One interesting takeaway to me is that life is an ongoing process, in which individuals can experience continuous improvement through inner transformation. This contrasts to buddhism’s view of a finite point of enlightenment. Particularly to Confucianism, the transformation is catalyzed by handling relationship with oneself and others.

Dr. Jin Zhenbao, left to the whiteboard, led a Chinese culture talk. (photo by the author)

Inner Dance

We lied quietly on a thin pad or cushions, eyes closed. Accompanied by carefully selected music, our mind followed, drifted, lifted, and finally, grounded.  It’s an internal journey to discover the potential of our consciousness and the power of the right side of our brain.

Trudy selected a dozen music and played them in a certain sequence. For some music, only a part was played. She carried a hand-held speaker and walked around the room so that all of us can feel the power of the music. She also gently touched the shoulder, forehead, exposed feet of many students, to sharpen their attention.

Nope, we were not turning the classroom to an emergency shelter 🙂 Before the Inner Dance session, many brought their thin mattress pad and comforter to set up a comfortable “dance floor”.  (photo by the author)

Unfortunately, I fell asleep in just a couple minutes after lying down (probably a needed nap for an earlier riser 🙂 ) and woke up to feeling semi-awake about 10 minutes before the session finished. I must have had some dreams. But I couldn’t remember any. The part of music I heard was both meditative and stimulating. I remember clearly associating it with forest and ocean, though I didn’t recognize any elements of actual ambient sound. I was also feeling numb and painful with my body, not surprisingly, after lying on 3 flat cushions and a pillow (under my knees) for 50 minutes. 🙂

In the review session, I was really impressed to hear what some classmates had achieved in the “journey”. One transcended a desert and wondered in forest. Another experienced a musical and imaginary flashback of human civilization. Most amazingingly, one had a super long, cubistic dream so vivid that he later wrote it down and shared with the class.

#### LISTED ENTRIES
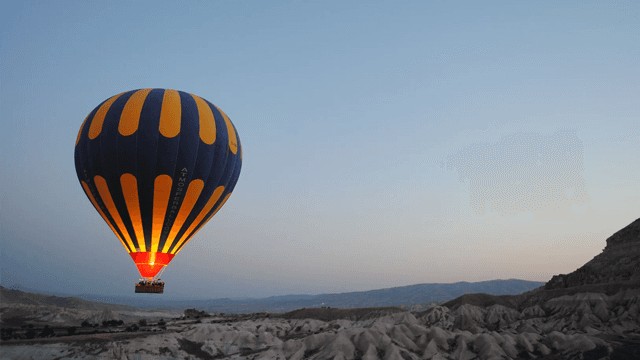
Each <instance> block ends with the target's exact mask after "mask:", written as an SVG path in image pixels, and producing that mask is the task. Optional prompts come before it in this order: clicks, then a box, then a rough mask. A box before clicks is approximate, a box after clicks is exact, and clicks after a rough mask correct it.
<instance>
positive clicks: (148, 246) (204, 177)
mask: <svg viewBox="0 0 640 360" xmlns="http://www.w3.org/2000/svg"><path fill="white" fill-rule="evenodd" d="M74 155H75V165H76V172H77V175H78V180H80V184H81V185H82V188H83V189H84V192H85V194H86V195H87V197H88V198H89V200H90V201H91V203H92V204H93V206H94V207H95V208H96V210H98V212H99V213H100V215H101V216H102V217H103V219H104V220H105V221H106V223H107V224H108V225H109V227H110V228H111V230H113V232H114V233H115V234H116V236H117V237H118V239H120V242H121V243H122V245H123V246H124V248H125V249H126V250H127V252H128V253H129V254H130V255H131V258H132V259H133V261H134V263H135V264H136V266H137V267H138V270H139V271H140V275H142V276H143V277H154V276H156V275H157V274H158V272H159V271H160V270H161V269H162V267H163V266H166V265H167V264H169V262H170V261H171V260H172V259H173V257H174V256H175V255H176V254H177V253H178V252H179V251H180V250H181V249H182V248H183V247H184V246H185V244H187V243H188V242H189V240H190V239H191V238H192V237H193V235H194V234H195V233H196V232H198V230H200V228H202V226H203V225H204V224H205V223H206V222H207V221H209V219H211V217H212V216H213V215H215V213H216V212H217V211H218V210H219V209H220V208H221V207H222V205H224V203H225V202H226V201H227V199H228V198H229V196H230V195H231V192H232V191H233V188H234V187H235V185H236V182H237V181H238V177H239V175H240V168H241V167H242V146H241V144H240V138H239V137H238V134H237V132H236V129H235V127H234V126H233V124H232V123H231V120H229V118H228V117H227V115H226V114H225V113H223V112H222V110H220V109H219V108H218V107H216V106H215V105H213V104H212V103H210V102H208V101H207V100H204V99H202V98H200V97H198V96H196V95H192V94H188V93H185V92H182V91H176V90H165V89H142V90H132V91H128V92H124V93H121V94H118V95H115V96H113V97H111V98H109V99H107V100H105V101H104V102H103V103H102V104H100V105H98V106H97V107H96V108H95V109H94V110H93V111H91V113H90V114H89V115H88V116H87V118H86V119H85V120H84V122H83V123H82V126H81V127H80V131H79V133H78V137H77V139H76V146H75V154H74Z"/></svg>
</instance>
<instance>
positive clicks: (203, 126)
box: [191, 94, 216, 145]
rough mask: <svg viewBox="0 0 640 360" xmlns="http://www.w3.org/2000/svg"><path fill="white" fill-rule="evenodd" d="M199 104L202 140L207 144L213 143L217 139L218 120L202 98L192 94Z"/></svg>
mask: <svg viewBox="0 0 640 360" xmlns="http://www.w3.org/2000/svg"><path fill="white" fill-rule="evenodd" d="M191 96H192V97H193V99H194V100H195V101H196V105H197V106H198V115H199V117H200V140H202V141H203V142H204V143H205V144H207V145H211V144H213V143H214V142H215V141H216V121H215V119H214V117H213V112H212V111H211V108H210V107H209V104H207V102H206V101H204V100H202V98H200V97H198V96H196V95H193V94H191Z"/></svg>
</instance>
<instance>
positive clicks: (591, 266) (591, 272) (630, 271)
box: [544, 219, 640, 292]
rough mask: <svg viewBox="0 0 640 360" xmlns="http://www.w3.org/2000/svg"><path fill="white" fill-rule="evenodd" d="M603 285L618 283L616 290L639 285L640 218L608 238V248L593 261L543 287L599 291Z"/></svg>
mask: <svg viewBox="0 0 640 360" xmlns="http://www.w3.org/2000/svg"><path fill="white" fill-rule="evenodd" d="M604 284H606V285H607V286H609V287H611V285H612V284H618V287H619V288H616V289H615V290H614V291H619V290H622V289H627V288H636V287H639V286H640V219H638V220H636V221H634V222H632V223H631V224H629V225H628V226H626V227H625V228H624V229H622V230H620V231H618V232H616V233H615V234H613V235H612V236H611V237H609V238H608V239H607V246H606V247H605V248H604V250H603V251H602V253H600V254H599V255H597V256H596V257H594V258H593V260H591V261H589V262H588V263H586V264H584V265H583V266H582V267H580V268H579V269H578V270H576V271H574V272H572V273H571V274H566V275H556V276H554V277H553V278H552V279H551V280H550V281H549V282H548V283H547V284H545V286H544V288H545V290H553V289H567V288H572V287H584V286H588V285H593V286H594V289H596V288H598V285H600V286H602V285H604ZM603 288H604V287H603ZM612 289H613V287H612ZM609 292H610V291H609Z"/></svg>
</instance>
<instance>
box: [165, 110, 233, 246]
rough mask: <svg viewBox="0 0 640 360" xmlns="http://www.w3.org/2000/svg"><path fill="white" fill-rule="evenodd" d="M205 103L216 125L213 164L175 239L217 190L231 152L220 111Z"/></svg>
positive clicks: (210, 167) (222, 117) (181, 234)
mask: <svg viewBox="0 0 640 360" xmlns="http://www.w3.org/2000/svg"><path fill="white" fill-rule="evenodd" d="M205 101H206V100H205ZM206 102H207V105H208V106H209V108H210V109H211V111H212V113H213V117H214V119H215V123H216V141H215V142H214V143H213V144H212V145H211V147H210V149H212V150H213V151H212V155H213V156H212V157H213V162H211V164H210V171H209V177H208V178H207V180H206V181H205V185H204V188H203V189H202V195H201V196H200V198H199V199H198V201H197V202H196V204H195V206H194V208H193V210H192V211H191V214H189V216H188V217H187V221H185V224H184V226H183V227H182V229H181V230H180V232H179V233H178V235H177V236H176V238H177V239H180V238H182V236H183V235H184V233H185V232H186V231H187V229H188V228H189V227H190V226H191V224H192V223H193V221H195V219H196V217H197V216H198V215H199V214H200V211H202V209H203V208H204V207H205V205H206V204H207V202H208V201H209V199H210V198H211V195H213V192H214V191H215V190H216V189H217V188H218V186H220V185H221V183H220V179H221V178H222V176H223V175H224V170H225V167H226V166H227V162H228V160H229V157H228V155H229V154H231V151H229V135H228V132H227V125H226V123H225V121H224V118H223V117H222V114H220V111H218V109H217V108H216V107H215V106H214V105H213V104H211V103H210V102H208V101H206ZM221 198H222V196H221ZM218 201H220V200H218ZM213 209H215V206H214V207H213ZM212 211H213V210H211V211H209V213H211V212H212ZM207 217H208V215H207V216H205V217H204V219H203V221H205V220H206V219H207ZM198 227H199V226H198ZM174 246H175V244H174Z"/></svg>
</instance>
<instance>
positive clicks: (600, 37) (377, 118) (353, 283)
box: [0, 1, 640, 298]
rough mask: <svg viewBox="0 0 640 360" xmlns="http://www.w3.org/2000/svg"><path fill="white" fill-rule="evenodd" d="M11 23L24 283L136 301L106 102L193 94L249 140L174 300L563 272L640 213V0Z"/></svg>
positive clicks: (107, 5)
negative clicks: (176, 95) (110, 167)
mask: <svg viewBox="0 0 640 360" xmlns="http://www.w3.org/2000/svg"><path fill="white" fill-rule="evenodd" d="M4 8H5V9H6V10H7V11H3V12H2V14H0V84H1V85H0V119H1V127H0V129H1V130H0V159H1V163H2V166H1V167H0V183H1V184H2V187H1V189H2V190H1V198H0V219H1V220H0V221H1V223H0V240H1V264H2V265H1V268H2V273H1V276H2V277H1V279H0V280H1V283H2V285H3V286H6V285H10V284H20V285H22V286H24V287H28V288H35V289H50V290H56V291H62V292H69V293H92V294H105V295H117V296H134V295H135V294H133V286H134V283H135V282H136V281H137V279H138V276H139V274H138V273H137V270H136V267H135V265H134V264H133V262H132V261H131V258H130V257H129V256H128V255H127V253H126V251H125V250H124V249H123V247H122V245H121V244H120V242H119V241H118V239H117V238H116V236H115V235H114V234H113V233H112V232H111V230H110V229H109V227H108V226H107V225H106V224H105V223H104V221H103V220H102V218H101V217H100V215H99V214H98V213H97V212H96V211H95V209H94V208H93V206H92V205H91V203H90V202H89V200H88V199H87V198H86V196H85V195H84V193H83V191H82V189H81V186H80V184H79V182H78V180H77V177H76V174H75V169H74V162H73V146H74V143H75V140H76V136H77V132H78V129H79V127H80V124H81V123H82V121H83V119H84V118H85V117H86V115H87V114H88V113H89V112H90V111H91V110H92V109H93V108H94V107H95V106H96V105H98V104H99V103H100V102H102V101H103V100H105V99H107V98H108V97H110V96H112V95H115V94H118V93H121V92H123V91H128V90H133V89H139V88H148V87H158V88H170V89H177V90H182V91H187V92H190V93H193V94H196V95H198V96H200V97H203V98H205V99H207V100H209V101H211V102H212V103H214V104H215V105H217V106H218V107H220V109H222V110H223V111H224V112H225V113H226V114H227V115H228V116H229V117H230V118H231V120H232V121H233V123H234V124H235V126H236V128H237V130H238V135H239V137H240V139H241V141H242V145H243V167H242V172H241V174H240V179H239V181H238V184H237V185H236V188H235V190H234V192H233V195H232V196H231V197H230V198H229V201H227V203H226V204H225V206H224V207H223V208H222V210H220V211H219V212H218V213H217V214H216V216H214V217H213V218H212V220H211V221H209V223H207V225H206V226H205V227H204V228H203V229H202V230H201V231H200V232H199V233H198V234H197V235H196V236H195V237H194V238H193V240H192V241H191V242H190V243H189V244H188V246H186V247H185V248H184V250H182V251H181V252H180V253H179V254H178V255H177V256H176V258H175V259H174V260H173V261H172V263H171V264H170V265H169V267H168V268H167V269H166V271H165V273H164V275H163V280H164V281H165V283H166V284H167V285H166V294H167V296H168V297H176V296H181V297H183V296H184V297H190V298H221V297H268V296H275V295H287V294H320V293H339V292H351V291H366V290H373V289H382V288H390V287H397V286H406V285H413V284H421V283H452V282H460V281H468V282H476V281H486V280H495V279H522V280H531V281H548V280H549V279H550V278H551V277H552V276H553V275H555V274H559V273H569V272H571V271H574V270H575V269H576V268H578V267H580V266H582V265H583V264H584V263H586V262H587V261H589V260H591V259H592V258H593V257H594V256H596V255H597V254H599V253H600V252H601V251H602V249H603V248H604V247H605V245H606V243H605V241H606V239H607V238H608V237H609V236H611V235H612V234H613V233H615V232H616V231H618V230H620V229H621V228H623V227H624V226H626V225H628V224H629V223H631V222H632V221H634V220H635V219H637V218H638V217H640V125H638V124H639V123H640V101H638V99H639V98H640V87H638V84H639V83H640V67H638V61H637V59H639V58H640V26H639V25H640V4H638V3H637V2H616V3H607V2H604V3H603V2H590V3H581V4H575V3H558V2H554V1H544V2H533V3H513V2H489V3H477V2H423V1H406V2H391V1H374V2H350V3H344V2H337V1H336V2H334V1H328V2H318V3H308V4H302V3H300V2H295V1H279V2H275V3H271V2H269V3H267V2H259V1H220V2H198V3H197V4H196V3H193V4H190V6H184V5H181V3H176V2H166V1H156V2H137V3H133V4H132V3H129V2H115V3H113V2H112V3H104V2H103V3H92V2H55V3H50V4H49V3H42V2H16V3H12V4H10V5H5V6H4Z"/></svg>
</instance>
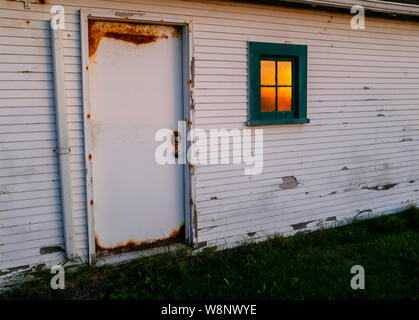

#### CHECK YOUR UNDERSTANDING
A. Revise the Inner Dance passage from the words "We lied quietly" through the words "sharpen their attention.", replacing "hand-held speaker" with "portable speaker".
B. Carry on the Inner Dance passage from the point at which it ends.
The data play no part in what is asked here.

#### YOUR WRITTEN ANSWERS
A.
We lied quietly on a thin pad or cushions, eyes closed. Accompanied by carefully selected music, our mind followed, drifted, lifted, and finally, grounded.  It’s an internal journey to discover the potential of our consciousness and the power of the right side of our brain.

Trudy selected a dozen music and played them in a certain sequence. For some music, only a part was played. She carried a portable speaker and walked around the room so that all of us can feel the power of the music. She also gently touched the shoulder, forehead, exposed feet of many students, to sharpen their attention.

B.
Life here

Our kitchen team has becoming more efficient and creative 🙂 , under the leadership of Xiaorui, the chief cook. To many, genuine compliment on food becomes a common topic to start a pleasant small talk at table.

A student, WEI Chuan, volunteered to make pan cake and steamed buns for breakfast. (photo by the author)

Thanks to the kitchen team’s effort and care, we no longer buy steam bread from outside caterers. I can taste the natural flavor of wheat flour in “homemade” bread.

During morning tea break, some students automatically helped washing vegetables in the kitchen. (photo by the author)

People of the day

Liang. I met Liang the next morning after first arriving here. He was washing vegetable in the kitchen at 4:50 am, after waking up too early. As a member of the volunteer team, he often helped in kitchen. He is one of the quietest in the class. In mid 20s,  he has nice moustache and chin curtain (uncommon style to Han Chinese males), making him look more serious and mature than his age. My knowledge about Liang accumulated slowly through multiple chats over cutting vegetables, when we both happened to be helping in the kitchen.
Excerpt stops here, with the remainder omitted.